*** Source information Section Begins ***

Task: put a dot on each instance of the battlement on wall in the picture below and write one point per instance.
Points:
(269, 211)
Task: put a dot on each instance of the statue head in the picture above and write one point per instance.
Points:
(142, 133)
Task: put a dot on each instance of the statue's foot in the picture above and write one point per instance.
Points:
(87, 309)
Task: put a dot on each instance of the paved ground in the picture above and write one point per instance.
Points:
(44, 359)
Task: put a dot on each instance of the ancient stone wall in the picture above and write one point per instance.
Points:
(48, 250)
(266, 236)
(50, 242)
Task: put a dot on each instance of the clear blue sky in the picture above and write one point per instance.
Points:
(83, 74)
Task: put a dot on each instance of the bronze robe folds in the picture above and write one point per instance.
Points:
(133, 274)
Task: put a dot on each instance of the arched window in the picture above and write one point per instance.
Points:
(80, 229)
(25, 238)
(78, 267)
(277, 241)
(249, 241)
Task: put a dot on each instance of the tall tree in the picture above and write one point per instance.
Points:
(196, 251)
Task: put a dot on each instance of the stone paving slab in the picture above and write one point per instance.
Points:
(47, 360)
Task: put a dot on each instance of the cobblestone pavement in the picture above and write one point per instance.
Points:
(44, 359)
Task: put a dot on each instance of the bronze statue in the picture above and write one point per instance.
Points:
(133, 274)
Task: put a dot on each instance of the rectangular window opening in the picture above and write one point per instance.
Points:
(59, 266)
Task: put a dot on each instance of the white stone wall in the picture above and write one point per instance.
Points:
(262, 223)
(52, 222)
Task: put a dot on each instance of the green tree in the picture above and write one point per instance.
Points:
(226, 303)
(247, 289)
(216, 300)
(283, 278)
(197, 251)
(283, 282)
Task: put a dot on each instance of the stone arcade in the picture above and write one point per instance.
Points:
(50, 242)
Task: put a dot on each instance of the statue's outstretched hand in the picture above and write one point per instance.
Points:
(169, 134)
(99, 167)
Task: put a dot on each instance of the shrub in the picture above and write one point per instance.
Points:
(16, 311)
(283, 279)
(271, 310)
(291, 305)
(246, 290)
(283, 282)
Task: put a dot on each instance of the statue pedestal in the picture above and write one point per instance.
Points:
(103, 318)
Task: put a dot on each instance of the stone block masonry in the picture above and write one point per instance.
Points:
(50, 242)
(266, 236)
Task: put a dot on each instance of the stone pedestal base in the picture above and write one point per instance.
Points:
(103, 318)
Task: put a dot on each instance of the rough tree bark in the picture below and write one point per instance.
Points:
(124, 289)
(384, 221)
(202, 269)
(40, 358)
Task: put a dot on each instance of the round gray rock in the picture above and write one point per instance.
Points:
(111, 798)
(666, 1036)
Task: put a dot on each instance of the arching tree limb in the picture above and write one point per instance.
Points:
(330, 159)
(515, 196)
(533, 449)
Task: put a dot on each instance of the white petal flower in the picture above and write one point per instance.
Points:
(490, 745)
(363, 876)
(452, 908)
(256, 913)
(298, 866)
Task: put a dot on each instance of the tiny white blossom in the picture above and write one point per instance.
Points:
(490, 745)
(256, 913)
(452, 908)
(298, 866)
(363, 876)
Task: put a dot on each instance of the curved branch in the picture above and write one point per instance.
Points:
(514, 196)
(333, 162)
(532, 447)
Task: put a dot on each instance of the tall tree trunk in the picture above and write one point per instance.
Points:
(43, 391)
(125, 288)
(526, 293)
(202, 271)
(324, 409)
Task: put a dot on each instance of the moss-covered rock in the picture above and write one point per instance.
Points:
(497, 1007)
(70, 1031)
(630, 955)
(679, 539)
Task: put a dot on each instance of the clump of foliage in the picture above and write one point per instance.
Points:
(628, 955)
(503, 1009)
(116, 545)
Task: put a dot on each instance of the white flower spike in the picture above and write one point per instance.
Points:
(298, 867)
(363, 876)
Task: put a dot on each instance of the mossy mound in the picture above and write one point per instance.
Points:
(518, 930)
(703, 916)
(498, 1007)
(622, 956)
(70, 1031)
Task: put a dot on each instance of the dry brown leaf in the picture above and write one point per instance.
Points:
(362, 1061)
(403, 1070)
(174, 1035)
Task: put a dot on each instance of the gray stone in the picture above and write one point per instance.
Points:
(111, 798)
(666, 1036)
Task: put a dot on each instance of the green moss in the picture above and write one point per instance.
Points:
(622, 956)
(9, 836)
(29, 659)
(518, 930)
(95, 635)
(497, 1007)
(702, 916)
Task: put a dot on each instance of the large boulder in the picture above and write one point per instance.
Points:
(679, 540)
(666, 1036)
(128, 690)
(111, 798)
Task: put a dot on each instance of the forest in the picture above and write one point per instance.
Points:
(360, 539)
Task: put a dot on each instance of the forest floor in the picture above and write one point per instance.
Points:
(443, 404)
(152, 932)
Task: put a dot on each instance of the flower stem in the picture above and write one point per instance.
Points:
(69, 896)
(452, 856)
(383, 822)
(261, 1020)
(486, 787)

*** Source information Section Ends ***

### What you have to do
Please work out how many lines of the data include the string "tree" and reply with the number alone.

### Exercise answer
5